▶ **What the task asks**
The full set of entries, reproduced exactly, is the expected answer.

● ● ● ● ●

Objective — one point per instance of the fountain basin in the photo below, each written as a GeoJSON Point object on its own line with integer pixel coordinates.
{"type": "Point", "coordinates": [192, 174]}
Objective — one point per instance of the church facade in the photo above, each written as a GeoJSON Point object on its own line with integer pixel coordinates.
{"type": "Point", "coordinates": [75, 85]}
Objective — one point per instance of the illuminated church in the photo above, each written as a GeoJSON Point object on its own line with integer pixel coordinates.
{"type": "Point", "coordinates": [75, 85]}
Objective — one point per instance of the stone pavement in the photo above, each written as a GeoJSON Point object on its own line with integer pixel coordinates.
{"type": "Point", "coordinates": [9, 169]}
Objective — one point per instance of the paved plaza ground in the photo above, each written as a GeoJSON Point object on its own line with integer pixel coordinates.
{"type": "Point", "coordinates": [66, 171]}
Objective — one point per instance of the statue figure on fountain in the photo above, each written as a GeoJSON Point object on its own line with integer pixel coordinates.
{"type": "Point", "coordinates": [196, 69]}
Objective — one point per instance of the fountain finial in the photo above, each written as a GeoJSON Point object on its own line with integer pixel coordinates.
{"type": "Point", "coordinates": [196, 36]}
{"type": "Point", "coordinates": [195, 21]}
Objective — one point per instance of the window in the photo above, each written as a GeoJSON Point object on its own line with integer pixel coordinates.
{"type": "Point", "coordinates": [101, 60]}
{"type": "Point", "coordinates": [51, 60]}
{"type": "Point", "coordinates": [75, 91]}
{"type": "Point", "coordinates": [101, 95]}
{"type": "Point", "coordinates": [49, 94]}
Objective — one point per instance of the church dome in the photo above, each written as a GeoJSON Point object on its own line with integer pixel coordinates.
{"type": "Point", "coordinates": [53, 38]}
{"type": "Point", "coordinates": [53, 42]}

● ● ● ● ●

▶ **Response below**
Objective — one point per instance of the fountain basin in the photo below, each written as a GeoJSON Point object on its own line with integer pixel coordinates.
{"type": "Point", "coordinates": [192, 174]}
Objective — one point per instance of the church facade in the photo above, each written as a GeoJSON Point object on its own line with integer pixel coordinates.
{"type": "Point", "coordinates": [75, 85]}
Objective — one point per instance of the illuminated church in the photo above, each written as a GeoJSON Point object on its own line with integer pixel coordinates.
{"type": "Point", "coordinates": [75, 85]}
Objective — one point per instance of the stone pavement in the photo above, each written as a GeoJSON Point object on its own line with integer pixel coordinates.
{"type": "Point", "coordinates": [9, 169]}
Objective — one point per instance of the paved plaza ground in the photo above, each written as a GeoJSON Point object on its own line with integer pixel coordinates.
{"type": "Point", "coordinates": [66, 171]}
Objective — one point per instance of the statue figure on fountain in the photo above, each written as a GeoJSON Point object on its own line with integer pixel coordinates.
{"type": "Point", "coordinates": [196, 69]}
Objective — one point per instance of the fountain finial in the photo above, each written as a GeoJSON Point object on its own line with integer pixel coordinates.
{"type": "Point", "coordinates": [196, 36]}
{"type": "Point", "coordinates": [195, 21]}
Objective — one point per instance of the window in the photo above, each written as a GeoJSON Point object on its own line with integer pixel coordinates.
{"type": "Point", "coordinates": [101, 60]}
{"type": "Point", "coordinates": [51, 60]}
{"type": "Point", "coordinates": [75, 91]}
{"type": "Point", "coordinates": [101, 95]}
{"type": "Point", "coordinates": [49, 94]}
Objective — one point per instance of the church dome in the photo above, each written as a GeoJSON Point object on its own line with integer pixel coordinates.
{"type": "Point", "coordinates": [53, 38]}
{"type": "Point", "coordinates": [53, 42]}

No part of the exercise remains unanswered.